--- Set problem ---
Only the pictures are omitted; repeat all other data exactly.

..........

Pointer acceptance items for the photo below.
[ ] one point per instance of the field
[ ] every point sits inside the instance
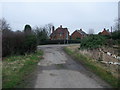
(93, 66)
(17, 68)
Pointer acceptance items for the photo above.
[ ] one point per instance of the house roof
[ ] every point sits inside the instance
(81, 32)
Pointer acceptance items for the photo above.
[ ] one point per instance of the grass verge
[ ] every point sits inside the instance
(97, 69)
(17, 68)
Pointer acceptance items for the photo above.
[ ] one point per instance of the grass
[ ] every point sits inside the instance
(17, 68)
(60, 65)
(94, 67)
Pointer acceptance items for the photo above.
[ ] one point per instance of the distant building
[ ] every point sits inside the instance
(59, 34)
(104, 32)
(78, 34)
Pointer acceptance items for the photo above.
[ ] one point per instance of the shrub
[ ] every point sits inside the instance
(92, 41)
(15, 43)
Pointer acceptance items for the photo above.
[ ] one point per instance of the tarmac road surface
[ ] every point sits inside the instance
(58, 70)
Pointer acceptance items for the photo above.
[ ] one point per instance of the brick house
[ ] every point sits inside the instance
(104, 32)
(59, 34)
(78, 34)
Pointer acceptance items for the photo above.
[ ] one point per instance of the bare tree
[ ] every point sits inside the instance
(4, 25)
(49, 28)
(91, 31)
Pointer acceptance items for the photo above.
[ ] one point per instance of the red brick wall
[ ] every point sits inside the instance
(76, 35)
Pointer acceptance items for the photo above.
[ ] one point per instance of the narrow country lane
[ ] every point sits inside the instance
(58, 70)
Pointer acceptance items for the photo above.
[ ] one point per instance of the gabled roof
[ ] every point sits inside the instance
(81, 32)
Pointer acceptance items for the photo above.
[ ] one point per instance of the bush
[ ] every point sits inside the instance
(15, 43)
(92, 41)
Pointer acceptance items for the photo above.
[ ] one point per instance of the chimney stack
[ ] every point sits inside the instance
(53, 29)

..........

--- Completed exercise ---
Pointer acceptance items for the photo below.
[ ] one point per instance of the field
[ ] every point sits inside the instance
(93, 66)
(17, 68)
Pointer acceptance items for the photo above.
[ ] one point per instance of the house roof
[ ] every point sits inside the instance
(81, 32)
Pointer acceptance items for the photo above.
[ ] one point per instance of the grass verge
[ ] every point sits inside the instance
(97, 69)
(17, 68)
Pointer acceptance items for the photo above.
[ ] one point per instance of the grass
[ ] every point sits inside the instance
(17, 68)
(60, 65)
(94, 67)
Pointer acceptance items for the photo above.
[ ] one point per instance of the distant building
[ ] every point sits inside the instance
(59, 34)
(104, 32)
(78, 34)
Pointer acceptance items for the photo above.
[ ] one point per instance of the shrub
[ ] every point sits inside the instance
(92, 41)
(15, 43)
Pointer acceptance items for the photo above.
[ ] one point per instance of the tarmac road surface
[ ] every point sits inside the instance
(58, 70)
Pointer acceptance items for the photo above.
[ ] one point per instance of the brick house
[ ] every point sits inside the instance
(104, 32)
(59, 34)
(78, 34)
Pointer acceptance items for the photo above.
[ ] one point per instance of the bare tree
[ ] every point sits inside the instance
(4, 25)
(49, 28)
(91, 31)
Pointer acceptance items for the photo above.
[ ] one point per instance of the red brick wall
[ ] every point sits inside the instance
(76, 35)
Pointer acceptance items for the photo above.
[ ] one point per instance of the narrow country lane
[ ] every point sits inside the instance
(58, 70)
Pointer acceptance items for the photo above.
[ ] one point per instance of the gabled roof
[ ] every point sits inside the instance
(81, 32)
Pointer acceptance items for the photo above.
[ ] one point per instance of the bush
[ ] every point sits inside the instance
(15, 43)
(92, 41)
Pointer acceptance items for the photo above.
[ ] one point per instance of the chimney stack
[ ] every point sits inside the instance
(53, 29)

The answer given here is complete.